# [EXTRAIT À LIRE]
Le marché du travail peut schématiquement être divisé en deux. D’un côté il y a les « insiders », les travailleurs en CDI avec un emploi relativement bien protégé et des possibilités de progression hiérarchique. De l’autre, il y a les « outsiders », les travailleurs en emplois précaires (intérim, CDD) qui servent de variables d’ajustement pour les entreprises. En liant l’octroi de minima sociaux à une condition de recherche d’emploi, on fragilise les outsiders. Au contraire, l’inconditionnalité d’un revenu de base accroîtrait leur pouvoir de négociation et favorisait une meilleure intégration de ces derniers sur le marché du travail, mais aussi de meilleures conditions de travail pour tous.
Comment favoriser une meilleure intégration des travailleurs précaires sur le marché du travail ? En les obligeant à accepter un emploi sous peine de suspendre leur allocation chômage ou leur RSA ? Certainement pas. Au contraire, ce qu’il faut, c’est accroître leur pouvoir de refuser un emploi. Et un revenu de base, parce qu’il est inconditionnel, le permettrait.
Insiders et outsiders
Commençons par analyser le marché du travail. Lindbeck et Snower [1], deux économistes de l’école dite des « nouveaux keynésiens », cherchent à expliquer la dualité du marché du travail. Il y aurait d’un côté des insiders, des travailleurs bien intégrés dans l’entreprise, jouissants d’emplois protégés (CDI), avec de bonnes conditions de travail, des opportunités de progression hiérarchique, une capacité de faire entendre leur voix par la direction, etc. De l’autre côté, il y aurait les outsiders, les travailleurs en emplois précaires (intérim, CDD). Ceux-ci servent de variable d’ajustement à l’entreprise et ont moins de possibilités de faire entendre leur voix, aucune opportunité d’ascension hiérarchique, de moins bonnes conditions de travail, etc.
Pour expliquer cette division en deux du marché du travail, certains commentateurs mettront d’abord en cause le pouvoir de négociation des syndicats, qui ne défendraient que les insiders au détriment des outsiders. Mais Lindbeck et Snower rappellent que s’il y a cette division entre insiders et outsiders, c’est avant tout parce qu’il est dans l’intérêt de l’entreprise de retenir une main‑d’œuvre fidèle et engagée (des insiders) par des contrats protecteurs et de bonnes conditions de travail, même si cela se fait au détriment des outsiders qui servent de main‑d’œuvre d’ajustement. D’autres économistes estiment que l’existence de cette « armée de réserve » d’outsiders en recherche d’emploi permet pour les employeurs de tempérer les exigences des insiders, qui ne souhaitent pas se faire remplacer par les outsiders.

# [CONSIGNES DE TRAVAIL]
A) Pour chacune de ces affirmations, dites si elle correspond au texte sur le revenu de base (oui ou non), en citant les mots du texte qui le montrent : (i) Lindbeck et Snower font partie de l’école des « nouveaux keynésiens » ; (ii) selon Lindbeck et Snower, la division du marché du travail s’explique avant tout par le pouvoir des syndicats ; (iii) les outsiders ont des chances de monter dans la hiérarchie.
B) Écrivez la suite du texte sur le revenu de base, en partant de sa dernière phrase.
Les enregistrements proviennent d’une autre source.

# [EXTRAITS DE DONNÉES]
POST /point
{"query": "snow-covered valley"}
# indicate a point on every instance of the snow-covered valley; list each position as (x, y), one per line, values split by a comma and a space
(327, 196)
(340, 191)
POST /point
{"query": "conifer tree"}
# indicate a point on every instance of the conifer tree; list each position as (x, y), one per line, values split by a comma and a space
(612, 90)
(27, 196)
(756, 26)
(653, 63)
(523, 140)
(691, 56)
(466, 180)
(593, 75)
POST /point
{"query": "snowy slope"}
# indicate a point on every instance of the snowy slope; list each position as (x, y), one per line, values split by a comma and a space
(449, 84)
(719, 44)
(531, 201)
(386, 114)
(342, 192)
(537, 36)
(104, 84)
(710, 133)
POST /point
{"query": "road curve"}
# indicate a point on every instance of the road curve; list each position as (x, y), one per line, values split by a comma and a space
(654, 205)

# [RÉSULTATS PAR TÂCHE]
A)
(i) Oui : « deux économistes de l’école dite des « nouveaux keynésiens » ».
(ii) Non : « c’est avant tout parce qu’il est dans l’intérêt de l’entreprise de retenir une main‑d’œuvre fidèle et engagée ».
(iii) Non : « aucune opportunité d’ascension hiérarchique ».

B)
Comment la mise sous conditions des minima sociaux détériore les conditions de travail
Bien entendu, l’existence de minima sociaux, qui peuvent apporter une protection (RSA socle) ou un complément de revenu (prime d’activité) aux outsiders, a des conséquences sur la dynamique du marché du travail. Certains commentateurs accusent ces minima sociaux de décharger les employeurs de l’obligation d’assurer de bonnes conditions de travail à leurs employés, à commencer par les outsiders. Ces aides joueraient le rôle de complément de revenu permettant aux employeurs de proposer des emplois mal payés aux outsiders, et même de les mettre en concurrence avec des insiders qui seraient trop protégés dans leur emploi.
Cette explication ne tient pas face à l’analyse : si les outsiders acceptent des emplois mal rémunérés, ce n’est pas parce qu’ils touchent par ailleurs des revenus sociaux, mais c’est au contraire parce qu’ils n’ont pas d’autre choix que d’accepter ces emplois. Pour éviter la prolifération d’emplois de mauvaise qualité, il faut donner aux outsiders la capacité de les refuser, et ce sont justement ces revenus sociaux qui permettent cela.
Certains pays (l’Allemagne avec les lois Hartz, les États-Unis) ont décidé de durcir les conditions d’accès aux minima sociaux, et de suspendre la perception d’une prestation aux allocataires qui refuseraient deux propositions d’emploi. De telles mesures obligent justement les outsiders à accepter n’importe quel emploi, même mal rémunéré ou avec de mauvaises conditions de travail, uniquement pour conserver son allocation. Ainsi, suite à la mise en place des lois Hartz en Allemagne, on a assisté à une prolifération de mini-jobs mal payés. Cela démontre bien que ce n’est pas l’existence de revenus sociaux qui conduisent à la multiplication des ces emplois de mauvaise qualité, mais plutôt le durcissement des conditions pour y avoir droit, qui réduit le pouvoir de négociation des travailleurs.
Pire, cette main‑d’œuvre prête à accepter n’importe quel emploi pour conserver son allocation peut faire une rude concurrence aux insiders, et tirer vers le bas leurs conditions de travail ou constituer une pression à la baisse sur leurs salaires. Certaines études prouvent que, dans les pays qui ont renforcé la condition d’octroi d’une prestation à des démarches de recherche d’emploi, la qualité de l’emploi s’est détériorée [2].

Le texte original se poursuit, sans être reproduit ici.